EXERCISE OBJECTIVE:
Restate word for word only the lines running from the one with "sun in this" to the end of the data, both ends included. Omit any pictures.

Referring expression pointing data
.....

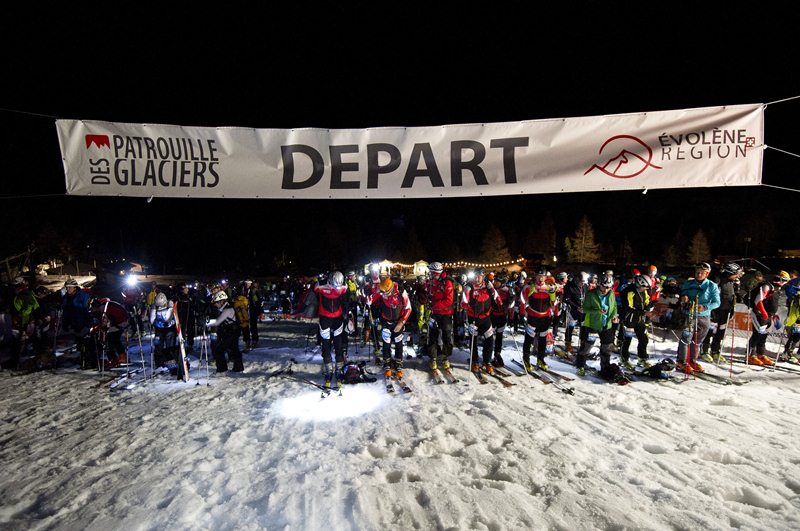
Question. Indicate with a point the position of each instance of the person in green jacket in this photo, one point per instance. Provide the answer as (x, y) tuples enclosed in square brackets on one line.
[(24, 302), (600, 310)]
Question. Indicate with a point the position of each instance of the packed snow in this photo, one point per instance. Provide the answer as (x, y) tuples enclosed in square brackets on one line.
[(249, 451)]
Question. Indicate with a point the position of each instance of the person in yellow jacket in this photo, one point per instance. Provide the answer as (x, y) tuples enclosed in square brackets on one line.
[(793, 329)]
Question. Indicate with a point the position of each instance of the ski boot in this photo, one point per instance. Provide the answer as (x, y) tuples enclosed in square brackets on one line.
[(526, 362), (327, 370), (338, 374), (765, 360)]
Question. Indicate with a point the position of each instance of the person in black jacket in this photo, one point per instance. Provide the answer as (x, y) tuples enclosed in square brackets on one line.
[(728, 286), (574, 293)]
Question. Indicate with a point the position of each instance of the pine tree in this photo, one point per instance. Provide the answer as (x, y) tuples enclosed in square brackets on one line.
[(670, 257), (699, 249), (494, 247), (581, 247)]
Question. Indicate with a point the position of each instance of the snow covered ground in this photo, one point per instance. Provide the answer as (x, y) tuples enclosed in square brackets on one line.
[(249, 452)]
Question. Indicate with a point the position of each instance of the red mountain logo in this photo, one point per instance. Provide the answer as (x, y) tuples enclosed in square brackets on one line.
[(629, 160), (98, 140)]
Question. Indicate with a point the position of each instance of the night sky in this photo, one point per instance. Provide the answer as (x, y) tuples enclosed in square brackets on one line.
[(354, 67)]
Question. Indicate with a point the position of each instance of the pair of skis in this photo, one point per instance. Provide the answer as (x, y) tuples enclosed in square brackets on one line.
[(549, 376), (392, 381)]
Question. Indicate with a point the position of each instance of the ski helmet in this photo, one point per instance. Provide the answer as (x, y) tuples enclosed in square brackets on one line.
[(161, 301), (219, 296), (337, 279), (41, 291), (386, 285), (731, 268)]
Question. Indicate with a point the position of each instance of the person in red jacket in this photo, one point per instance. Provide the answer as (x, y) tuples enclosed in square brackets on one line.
[(477, 299), (391, 307), (440, 296), (536, 304), (332, 310)]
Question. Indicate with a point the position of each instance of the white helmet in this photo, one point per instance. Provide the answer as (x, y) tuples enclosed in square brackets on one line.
[(161, 301), (219, 296)]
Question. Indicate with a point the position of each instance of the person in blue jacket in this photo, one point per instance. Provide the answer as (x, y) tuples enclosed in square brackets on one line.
[(699, 296)]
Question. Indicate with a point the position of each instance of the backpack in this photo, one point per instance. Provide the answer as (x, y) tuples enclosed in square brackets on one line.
[(353, 373), (241, 308)]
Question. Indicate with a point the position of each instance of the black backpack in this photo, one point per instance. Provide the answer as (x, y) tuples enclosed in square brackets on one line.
[(353, 373)]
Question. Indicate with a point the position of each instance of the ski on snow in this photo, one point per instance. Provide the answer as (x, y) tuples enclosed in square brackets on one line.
[(184, 363)]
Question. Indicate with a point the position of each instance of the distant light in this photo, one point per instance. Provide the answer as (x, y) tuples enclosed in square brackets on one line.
[(355, 401)]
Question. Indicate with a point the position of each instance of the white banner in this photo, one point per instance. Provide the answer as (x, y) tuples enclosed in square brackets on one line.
[(715, 146)]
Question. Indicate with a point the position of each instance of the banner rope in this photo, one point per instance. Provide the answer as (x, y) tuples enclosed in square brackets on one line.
[(781, 187), (782, 151), (784, 99)]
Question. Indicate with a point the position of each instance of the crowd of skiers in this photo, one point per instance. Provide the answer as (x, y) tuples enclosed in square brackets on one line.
[(437, 311), (440, 311)]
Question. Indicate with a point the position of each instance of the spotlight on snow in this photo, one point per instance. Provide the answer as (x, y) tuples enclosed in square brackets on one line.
[(356, 400)]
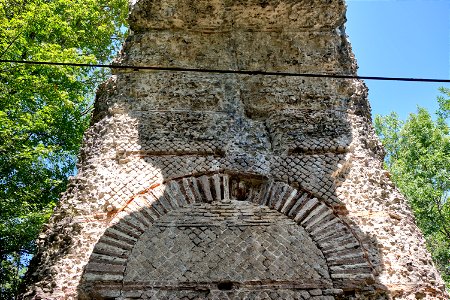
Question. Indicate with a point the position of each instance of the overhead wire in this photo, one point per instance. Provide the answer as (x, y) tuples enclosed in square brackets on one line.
[(222, 71)]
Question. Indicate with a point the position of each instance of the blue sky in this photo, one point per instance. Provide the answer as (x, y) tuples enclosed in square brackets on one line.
[(401, 38)]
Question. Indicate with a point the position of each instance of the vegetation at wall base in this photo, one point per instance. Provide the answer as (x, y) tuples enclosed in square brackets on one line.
[(418, 158), (44, 111)]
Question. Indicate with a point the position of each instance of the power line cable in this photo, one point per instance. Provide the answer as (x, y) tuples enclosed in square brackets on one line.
[(219, 71)]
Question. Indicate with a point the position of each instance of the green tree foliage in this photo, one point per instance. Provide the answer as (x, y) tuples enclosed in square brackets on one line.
[(418, 158), (44, 110)]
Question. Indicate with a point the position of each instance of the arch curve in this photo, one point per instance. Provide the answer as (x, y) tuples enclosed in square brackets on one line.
[(345, 258)]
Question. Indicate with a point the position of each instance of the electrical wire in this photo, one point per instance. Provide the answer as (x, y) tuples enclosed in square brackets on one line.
[(220, 71)]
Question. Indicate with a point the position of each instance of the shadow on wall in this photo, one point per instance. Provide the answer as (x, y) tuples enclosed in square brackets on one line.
[(242, 200)]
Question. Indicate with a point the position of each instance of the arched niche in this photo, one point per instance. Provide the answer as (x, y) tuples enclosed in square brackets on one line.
[(218, 236)]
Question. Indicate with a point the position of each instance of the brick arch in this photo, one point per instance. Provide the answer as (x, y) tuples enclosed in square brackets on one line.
[(347, 261)]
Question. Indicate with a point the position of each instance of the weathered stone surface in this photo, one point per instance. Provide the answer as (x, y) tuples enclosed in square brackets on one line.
[(224, 186)]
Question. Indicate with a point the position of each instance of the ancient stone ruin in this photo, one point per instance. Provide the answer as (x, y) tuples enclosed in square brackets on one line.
[(199, 185)]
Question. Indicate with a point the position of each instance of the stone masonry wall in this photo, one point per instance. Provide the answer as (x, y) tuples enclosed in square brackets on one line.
[(225, 186)]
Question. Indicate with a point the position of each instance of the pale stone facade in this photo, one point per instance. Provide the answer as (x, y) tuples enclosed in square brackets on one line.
[(225, 186)]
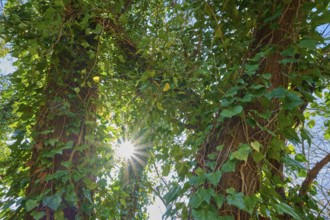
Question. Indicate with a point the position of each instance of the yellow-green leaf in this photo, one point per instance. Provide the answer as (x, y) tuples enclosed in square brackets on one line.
[(166, 87)]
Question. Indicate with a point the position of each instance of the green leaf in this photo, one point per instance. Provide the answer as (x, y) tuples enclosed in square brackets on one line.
[(236, 199), (196, 180), (219, 199), (278, 93), (308, 44), (205, 213), (52, 201), (256, 145), (250, 203), (166, 169), (257, 156), (292, 101), (202, 195), (38, 215), (214, 178), (300, 158), (229, 166), (227, 113), (59, 214), (31, 204), (284, 208), (322, 19), (172, 194), (242, 153)]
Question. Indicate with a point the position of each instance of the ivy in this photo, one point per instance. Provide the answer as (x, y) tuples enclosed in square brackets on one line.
[(203, 90)]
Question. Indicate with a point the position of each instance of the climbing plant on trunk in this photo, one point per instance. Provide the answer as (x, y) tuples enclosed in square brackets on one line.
[(218, 88)]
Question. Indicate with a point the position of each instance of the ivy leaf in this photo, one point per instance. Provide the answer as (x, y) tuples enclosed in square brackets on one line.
[(235, 198), (172, 194), (166, 169), (308, 44), (214, 178), (37, 215), (30, 204), (229, 166), (242, 153), (219, 199), (52, 201), (322, 19), (250, 203), (166, 87), (202, 195), (292, 101), (59, 214), (284, 208), (255, 145), (227, 113), (205, 213)]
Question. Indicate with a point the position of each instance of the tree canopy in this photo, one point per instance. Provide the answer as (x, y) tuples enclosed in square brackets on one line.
[(215, 101)]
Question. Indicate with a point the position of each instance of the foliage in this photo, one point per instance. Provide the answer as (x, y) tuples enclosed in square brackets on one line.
[(209, 91)]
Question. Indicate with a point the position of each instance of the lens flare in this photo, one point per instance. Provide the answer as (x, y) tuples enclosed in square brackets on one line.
[(126, 150)]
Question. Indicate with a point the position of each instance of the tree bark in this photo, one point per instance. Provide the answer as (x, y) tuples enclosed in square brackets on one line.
[(235, 131), (60, 163)]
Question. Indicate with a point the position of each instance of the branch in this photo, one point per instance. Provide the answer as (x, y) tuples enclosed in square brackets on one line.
[(311, 175)]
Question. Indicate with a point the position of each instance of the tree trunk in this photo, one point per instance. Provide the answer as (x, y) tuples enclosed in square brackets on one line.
[(61, 165), (236, 131)]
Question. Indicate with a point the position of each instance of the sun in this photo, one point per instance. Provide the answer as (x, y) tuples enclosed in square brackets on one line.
[(126, 150)]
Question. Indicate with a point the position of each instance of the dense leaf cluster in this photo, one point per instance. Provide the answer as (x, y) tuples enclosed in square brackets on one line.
[(212, 93)]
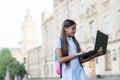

.....

ANSWER:
Question. Indicate with a point the position of each instance of the sun in this photo, one point per instance. Provide the answer as (x, y) tuples enclosed in square brackets on one line.
[(126, 150)]
Question. Indicate with a point the position of each instance of the dense leaf cluster in this photo, one point per instance. Provide the answer as (x, y) tuples enclosed in square brackets on one line.
[(212, 93)]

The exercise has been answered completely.